(Image boundary annotation records)
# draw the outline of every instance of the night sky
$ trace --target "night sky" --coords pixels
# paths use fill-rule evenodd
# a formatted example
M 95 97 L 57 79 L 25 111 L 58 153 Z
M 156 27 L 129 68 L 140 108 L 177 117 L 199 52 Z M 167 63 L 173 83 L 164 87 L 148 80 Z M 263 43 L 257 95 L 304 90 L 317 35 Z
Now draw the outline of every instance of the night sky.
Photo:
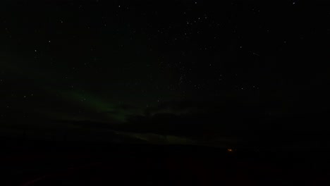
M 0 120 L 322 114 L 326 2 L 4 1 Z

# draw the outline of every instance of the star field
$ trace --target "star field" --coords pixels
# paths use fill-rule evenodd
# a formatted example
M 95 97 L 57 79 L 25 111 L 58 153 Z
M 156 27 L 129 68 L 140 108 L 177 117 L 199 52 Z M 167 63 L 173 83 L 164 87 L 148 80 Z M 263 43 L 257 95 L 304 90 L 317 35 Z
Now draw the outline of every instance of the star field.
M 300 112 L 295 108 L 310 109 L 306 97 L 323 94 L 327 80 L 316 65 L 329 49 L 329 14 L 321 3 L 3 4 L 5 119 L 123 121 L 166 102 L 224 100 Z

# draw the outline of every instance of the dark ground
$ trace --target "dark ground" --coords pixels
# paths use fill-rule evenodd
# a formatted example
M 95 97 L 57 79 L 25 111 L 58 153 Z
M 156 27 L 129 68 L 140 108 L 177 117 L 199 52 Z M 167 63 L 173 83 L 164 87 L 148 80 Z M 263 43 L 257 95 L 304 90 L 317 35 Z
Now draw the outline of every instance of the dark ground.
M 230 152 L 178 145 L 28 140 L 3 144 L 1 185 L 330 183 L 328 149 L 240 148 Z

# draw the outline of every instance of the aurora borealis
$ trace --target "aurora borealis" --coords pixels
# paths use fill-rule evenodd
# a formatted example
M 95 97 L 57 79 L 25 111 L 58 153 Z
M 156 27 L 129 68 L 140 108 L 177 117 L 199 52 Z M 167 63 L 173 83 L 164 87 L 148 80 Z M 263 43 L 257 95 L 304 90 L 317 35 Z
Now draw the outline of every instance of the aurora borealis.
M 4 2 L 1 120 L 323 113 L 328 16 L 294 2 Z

• TASK DETAILS: Please copy all of the records above word for word, but omit the pictures from your copy.

• COMPLETE OUTPUT:
# draw the outline of every instance of the night sky
$ trace --target "night sky" --coords pixels
# paths use fill-rule evenodd
# a formatted example
M 95 97 L 57 79 L 25 111 L 58 153 Z
M 156 27 L 129 68 L 140 108 L 177 117 L 199 52 Z M 167 63 L 173 83 L 164 87 L 148 80 Z M 263 43 L 257 95 L 304 90 L 317 35 Z
Now draw the outline of every instance of the night sky.
Photo:
M 0 120 L 322 114 L 326 2 L 4 1 Z

# draw the outline of every instance of the star field
$ trace --target "star field" --coords pixels
# paths use fill-rule evenodd
# a formatted example
M 95 97 L 57 79 L 25 111 L 58 153 Z
M 156 27 L 129 68 L 140 108 L 177 117 L 199 52 Z M 167 63 L 173 83 L 164 87 L 148 80 Z M 263 43 L 257 95 L 304 90 L 317 35 Z
Now draw the outline of every instance of the star field.
M 300 112 L 295 108 L 310 109 L 306 97 L 323 94 L 327 80 L 316 65 L 329 49 L 329 14 L 321 3 L 3 4 L 5 119 L 123 121 L 166 102 L 224 100 Z

# draw the outline of every instance of the dark ground
$ trace --target "dark ground" --coords pixels
# paths use fill-rule evenodd
# a formatted example
M 95 97 L 57 79 L 25 111 L 58 153 Z
M 156 27 L 129 68 L 140 108 L 177 117 L 199 52 Z M 167 63 L 173 83 L 164 87 L 148 80 Z M 263 43 L 257 95 L 304 90 L 317 35 Z
Now draw the outline of every instance of the dark ground.
M 230 152 L 178 145 L 28 140 L 3 144 L 1 185 L 330 183 L 328 149 L 240 148 Z

# draw the outline of every instance of the aurora borealis
$ trace --target "aurora borealis" --coords pixels
# paths use fill-rule evenodd
# a formatted example
M 95 97 L 57 79 L 25 111 L 58 153 Z
M 156 27 L 129 68 L 140 108 L 177 117 L 199 52 Z M 167 63 L 173 83 L 164 87 L 148 80 Z M 263 43 L 257 95 L 304 90 L 317 35 Z
Now draw the outline of every instance of the aurora borealis.
M 4 2 L 1 120 L 323 113 L 328 16 L 294 2 Z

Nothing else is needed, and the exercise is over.